(Entries from a point annotation set)
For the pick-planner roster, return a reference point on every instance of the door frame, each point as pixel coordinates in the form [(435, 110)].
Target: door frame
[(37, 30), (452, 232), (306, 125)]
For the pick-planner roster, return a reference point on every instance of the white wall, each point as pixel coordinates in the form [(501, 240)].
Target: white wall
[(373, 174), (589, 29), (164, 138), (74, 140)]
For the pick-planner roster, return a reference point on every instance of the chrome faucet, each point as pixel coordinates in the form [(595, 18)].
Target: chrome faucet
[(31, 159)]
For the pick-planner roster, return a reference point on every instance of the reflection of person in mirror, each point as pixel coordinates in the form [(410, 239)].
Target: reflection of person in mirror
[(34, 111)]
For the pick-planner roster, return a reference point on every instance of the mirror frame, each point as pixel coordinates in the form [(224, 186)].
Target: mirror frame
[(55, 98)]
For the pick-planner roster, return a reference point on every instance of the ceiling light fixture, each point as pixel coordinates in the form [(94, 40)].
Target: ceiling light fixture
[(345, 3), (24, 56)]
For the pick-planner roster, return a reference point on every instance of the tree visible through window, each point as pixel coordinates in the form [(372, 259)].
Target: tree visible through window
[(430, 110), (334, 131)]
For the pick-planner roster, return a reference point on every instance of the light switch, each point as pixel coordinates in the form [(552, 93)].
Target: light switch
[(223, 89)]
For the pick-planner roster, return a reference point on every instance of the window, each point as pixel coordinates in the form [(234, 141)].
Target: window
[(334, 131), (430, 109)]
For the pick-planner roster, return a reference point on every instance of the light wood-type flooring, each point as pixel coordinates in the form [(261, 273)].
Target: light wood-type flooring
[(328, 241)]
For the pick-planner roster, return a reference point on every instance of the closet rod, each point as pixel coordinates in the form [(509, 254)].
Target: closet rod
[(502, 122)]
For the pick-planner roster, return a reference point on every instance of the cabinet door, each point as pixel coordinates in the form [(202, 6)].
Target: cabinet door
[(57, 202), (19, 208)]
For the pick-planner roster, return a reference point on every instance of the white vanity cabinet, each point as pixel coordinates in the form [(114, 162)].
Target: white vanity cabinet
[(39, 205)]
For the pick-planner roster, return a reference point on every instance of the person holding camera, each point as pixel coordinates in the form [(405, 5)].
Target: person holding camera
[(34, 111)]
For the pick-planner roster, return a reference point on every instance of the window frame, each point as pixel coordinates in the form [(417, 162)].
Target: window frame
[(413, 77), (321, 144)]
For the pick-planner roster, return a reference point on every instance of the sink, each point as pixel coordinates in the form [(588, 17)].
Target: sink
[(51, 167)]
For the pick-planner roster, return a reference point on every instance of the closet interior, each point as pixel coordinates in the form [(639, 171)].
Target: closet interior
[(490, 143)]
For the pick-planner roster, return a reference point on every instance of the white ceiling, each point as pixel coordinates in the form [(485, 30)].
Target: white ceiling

Requirements – Quote, without alteration, the final stretch of the entries: the line with "form [(588, 17)]." onward to the last line.

Result of this exercise –
For the pick-planner roster, return a reference point on every instance of the sink, each point as pixel coordinates in the form [(588, 17)].
Target: sink
[(51, 167)]
For the pick-planner roster, return a reference point on every instance of the closet interior, each point as pixel coordinates in the form [(639, 171)].
Target: closet interior
[(490, 143)]
For the pick-planner roster, return a reference point on every instance of the white ceiling, each point as pixel coordinates in the form [(485, 30)].
Target: white ceiling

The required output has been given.